Objective: Quote precisely the final stretch of the listing: start at the line containing "shown by (136,122)." and stop after the last line.

....................

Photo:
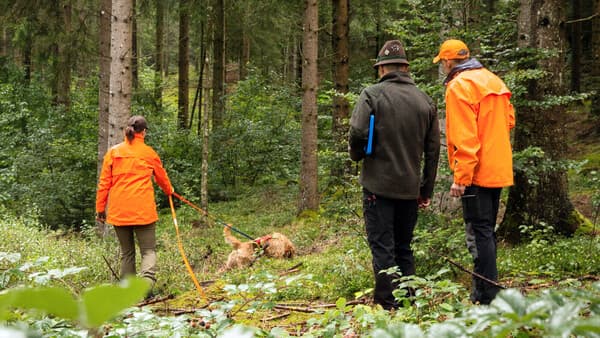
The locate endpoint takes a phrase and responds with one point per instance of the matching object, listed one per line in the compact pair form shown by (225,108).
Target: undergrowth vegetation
(322,292)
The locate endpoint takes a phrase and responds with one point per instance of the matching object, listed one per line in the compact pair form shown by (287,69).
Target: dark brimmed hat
(452,50)
(391,52)
(138,123)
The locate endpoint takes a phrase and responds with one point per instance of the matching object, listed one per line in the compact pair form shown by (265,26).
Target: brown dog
(274,245)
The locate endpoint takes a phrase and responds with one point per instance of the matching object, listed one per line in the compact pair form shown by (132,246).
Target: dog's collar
(262,240)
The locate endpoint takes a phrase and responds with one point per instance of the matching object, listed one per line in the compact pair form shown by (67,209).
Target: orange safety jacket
(125,183)
(479,117)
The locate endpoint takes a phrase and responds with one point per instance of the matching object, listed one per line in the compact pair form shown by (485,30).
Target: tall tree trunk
(547,201)
(576,46)
(120,70)
(104,81)
(62,71)
(134,48)
(103,92)
(218,62)
(27,50)
(198,96)
(341,107)
(245,55)
(184,64)
(309,194)
(205,146)
(158,59)
(595,75)
(4,42)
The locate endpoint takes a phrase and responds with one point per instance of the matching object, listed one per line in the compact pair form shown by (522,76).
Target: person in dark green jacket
(398,175)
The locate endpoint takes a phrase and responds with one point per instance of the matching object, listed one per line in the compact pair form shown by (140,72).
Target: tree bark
(309,195)
(545,202)
(63,62)
(205,147)
(595,75)
(120,70)
(184,62)
(104,81)
(218,62)
(158,58)
(341,107)
(134,48)
(103,92)
(576,46)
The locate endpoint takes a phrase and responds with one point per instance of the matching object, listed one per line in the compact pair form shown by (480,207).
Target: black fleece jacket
(406,137)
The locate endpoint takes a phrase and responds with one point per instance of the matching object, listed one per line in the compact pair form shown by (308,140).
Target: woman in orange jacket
(479,117)
(125,197)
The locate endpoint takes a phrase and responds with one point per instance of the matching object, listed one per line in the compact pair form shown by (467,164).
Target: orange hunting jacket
(125,183)
(479,117)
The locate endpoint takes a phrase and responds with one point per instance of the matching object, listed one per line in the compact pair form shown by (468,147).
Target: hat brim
(387,62)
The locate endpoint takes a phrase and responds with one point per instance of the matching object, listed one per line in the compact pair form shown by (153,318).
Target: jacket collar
(471,64)
(399,77)
(137,137)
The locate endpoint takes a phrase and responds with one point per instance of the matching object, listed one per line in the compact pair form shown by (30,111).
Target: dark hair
(136,124)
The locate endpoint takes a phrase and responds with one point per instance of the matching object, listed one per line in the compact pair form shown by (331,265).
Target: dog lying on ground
(244,254)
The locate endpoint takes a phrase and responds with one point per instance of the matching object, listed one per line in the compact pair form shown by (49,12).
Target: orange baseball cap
(452,49)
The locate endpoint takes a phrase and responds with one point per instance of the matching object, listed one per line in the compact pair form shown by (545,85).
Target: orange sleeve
(511,115)
(463,141)
(160,175)
(104,183)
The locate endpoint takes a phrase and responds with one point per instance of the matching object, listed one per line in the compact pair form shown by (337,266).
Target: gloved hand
(101,216)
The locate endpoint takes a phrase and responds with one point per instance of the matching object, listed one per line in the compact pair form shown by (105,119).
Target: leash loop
(205,213)
(182,252)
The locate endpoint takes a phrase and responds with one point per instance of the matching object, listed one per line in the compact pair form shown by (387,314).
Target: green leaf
(54,301)
(340,303)
(104,302)
(510,301)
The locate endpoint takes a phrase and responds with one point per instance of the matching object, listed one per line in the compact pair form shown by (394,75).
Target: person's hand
(423,202)
(457,190)
(101,217)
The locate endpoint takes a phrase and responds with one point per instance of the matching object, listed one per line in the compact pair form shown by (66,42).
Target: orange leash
(205,213)
(180,245)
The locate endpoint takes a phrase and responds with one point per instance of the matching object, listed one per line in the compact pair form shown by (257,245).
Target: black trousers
(389,225)
(480,208)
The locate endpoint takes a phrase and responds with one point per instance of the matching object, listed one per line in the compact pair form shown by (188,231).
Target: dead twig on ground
(156,300)
(279,316)
(111,269)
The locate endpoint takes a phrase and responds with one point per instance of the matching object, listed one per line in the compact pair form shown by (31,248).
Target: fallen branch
(111,269)
(314,308)
(294,308)
(285,314)
(472,273)
(583,19)
(156,300)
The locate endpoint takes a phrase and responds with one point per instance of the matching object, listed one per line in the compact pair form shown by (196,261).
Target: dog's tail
(230,239)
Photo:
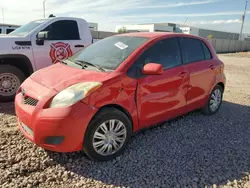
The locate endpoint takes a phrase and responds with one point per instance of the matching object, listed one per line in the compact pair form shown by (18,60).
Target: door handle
(79,46)
(212,67)
(182,74)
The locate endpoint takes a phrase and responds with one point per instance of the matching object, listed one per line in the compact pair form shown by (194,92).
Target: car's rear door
(200,64)
(160,97)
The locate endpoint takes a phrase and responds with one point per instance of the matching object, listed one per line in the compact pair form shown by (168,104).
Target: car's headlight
(73,94)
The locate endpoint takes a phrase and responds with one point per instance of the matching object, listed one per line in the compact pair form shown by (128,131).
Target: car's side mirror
(41,37)
(152,69)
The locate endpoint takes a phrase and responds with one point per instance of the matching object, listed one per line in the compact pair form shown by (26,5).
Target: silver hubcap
(215,100)
(9,84)
(109,137)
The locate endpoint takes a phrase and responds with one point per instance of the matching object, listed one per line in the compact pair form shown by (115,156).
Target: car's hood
(60,76)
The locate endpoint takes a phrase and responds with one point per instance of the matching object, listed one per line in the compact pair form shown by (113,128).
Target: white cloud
(101,11)
(216,22)
(108,13)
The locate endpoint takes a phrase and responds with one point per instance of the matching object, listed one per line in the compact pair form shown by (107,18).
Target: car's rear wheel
(107,135)
(10,80)
(214,102)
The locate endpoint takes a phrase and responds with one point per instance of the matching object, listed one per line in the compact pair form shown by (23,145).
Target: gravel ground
(191,151)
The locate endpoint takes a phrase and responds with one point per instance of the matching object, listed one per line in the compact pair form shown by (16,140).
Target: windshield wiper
(82,63)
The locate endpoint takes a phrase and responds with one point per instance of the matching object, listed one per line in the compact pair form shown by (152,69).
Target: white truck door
(63,41)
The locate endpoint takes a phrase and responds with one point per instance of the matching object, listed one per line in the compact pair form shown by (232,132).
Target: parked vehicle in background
(97,98)
(7,28)
(36,45)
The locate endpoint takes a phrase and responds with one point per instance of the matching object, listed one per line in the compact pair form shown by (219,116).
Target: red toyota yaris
(97,98)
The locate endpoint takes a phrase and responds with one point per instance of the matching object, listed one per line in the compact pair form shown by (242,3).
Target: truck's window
(27,28)
(109,52)
(63,30)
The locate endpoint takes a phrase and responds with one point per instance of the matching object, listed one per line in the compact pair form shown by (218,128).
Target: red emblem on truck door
(59,51)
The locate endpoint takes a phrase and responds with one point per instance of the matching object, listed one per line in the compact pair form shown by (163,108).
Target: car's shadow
(7,108)
(192,150)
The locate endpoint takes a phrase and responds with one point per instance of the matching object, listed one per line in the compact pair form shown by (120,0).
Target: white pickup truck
(36,45)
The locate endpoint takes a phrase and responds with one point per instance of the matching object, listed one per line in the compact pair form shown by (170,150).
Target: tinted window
(206,51)
(9,30)
(109,52)
(165,52)
(192,50)
(63,30)
(27,28)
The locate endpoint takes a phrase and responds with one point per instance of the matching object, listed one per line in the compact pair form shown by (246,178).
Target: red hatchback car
(97,98)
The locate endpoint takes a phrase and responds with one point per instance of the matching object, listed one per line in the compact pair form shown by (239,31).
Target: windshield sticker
(121,45)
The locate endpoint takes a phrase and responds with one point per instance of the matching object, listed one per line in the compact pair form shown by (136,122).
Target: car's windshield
(109,52)
(27,28)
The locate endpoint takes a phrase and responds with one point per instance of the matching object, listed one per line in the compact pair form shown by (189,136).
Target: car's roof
(158,34)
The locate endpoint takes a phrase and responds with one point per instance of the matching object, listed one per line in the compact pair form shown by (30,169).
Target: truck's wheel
(10,80)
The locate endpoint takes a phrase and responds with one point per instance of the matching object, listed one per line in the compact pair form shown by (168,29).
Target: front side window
(63,30)
(192,50)
(165,52)
(206,51)
(9,30)
(109,52)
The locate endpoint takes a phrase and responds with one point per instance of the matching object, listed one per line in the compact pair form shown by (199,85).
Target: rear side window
(206,51)
(192,50)
(63,30)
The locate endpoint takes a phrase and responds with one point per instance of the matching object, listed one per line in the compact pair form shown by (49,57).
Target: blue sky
(212,14)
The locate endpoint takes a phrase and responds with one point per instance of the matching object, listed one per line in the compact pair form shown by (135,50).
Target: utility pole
(3,14)
(44,8)
(185,22)
(243,20)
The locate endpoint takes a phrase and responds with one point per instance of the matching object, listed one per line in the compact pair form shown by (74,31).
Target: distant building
(172,27)
(145,28)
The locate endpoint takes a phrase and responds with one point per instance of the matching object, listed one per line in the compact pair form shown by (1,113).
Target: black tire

....................

Result of the exercise:
The locate endpoint takes a phrase and responds with one point per instance of the matching object, listed one per line in the compact pair form shown by (136,122).
Target: car's windshield
(109,52)
(27,28)
The locate endpoint takes a phrase and responds with one point per instance of the matching object, listed one per line in the compact pair form shown by (189,136).
Target: car's roof
(158,34)
The locate endpoint takes a phrase and responds with one point per instance of the matching object, listed one per line in the compact pair form shown by (30,169).
Target: truck's wheel
(10,80)
The locate endpoint takes a phrase and responds with one point per instance of the matching object, listed one per line in the compact pair form shown by (168,29).
Target: front side window
(63,30)
(192,50)
(165,52)
(206,51)
(9,30)
(109,52)
The locate endpoint takes a phrase and responds with one point per instance of the matching object, listed one per line in the compact pair form shown by (199,85).
Target: rear side window
(206,51)
(192,50)
(63,30)
The locate endpoint takes a phrase and responds with one point per instance of the matching object, listed one per line in the compact pair form shown by (49,57).
Target: blue sky
(212,14)
The locate endpoint takes a phrase and responds with one point per instance of the matching object, listed one per line in the compact pair form shown by (135,50).
Target: utility pole
(3,14)
(44,8)
(185,22)
(243,20)
The locate endpoint takes a phrase and responds with one point per instance of the matching object, listed one per line in the compact pair form shown by (74,31).
Target: distant building
(172,27)
(145,28)
The locate endpoint takes a phrase and responds with one point per instance of the matching object, listed one per line in the compact pair form shown by (1,113).
Target: black tire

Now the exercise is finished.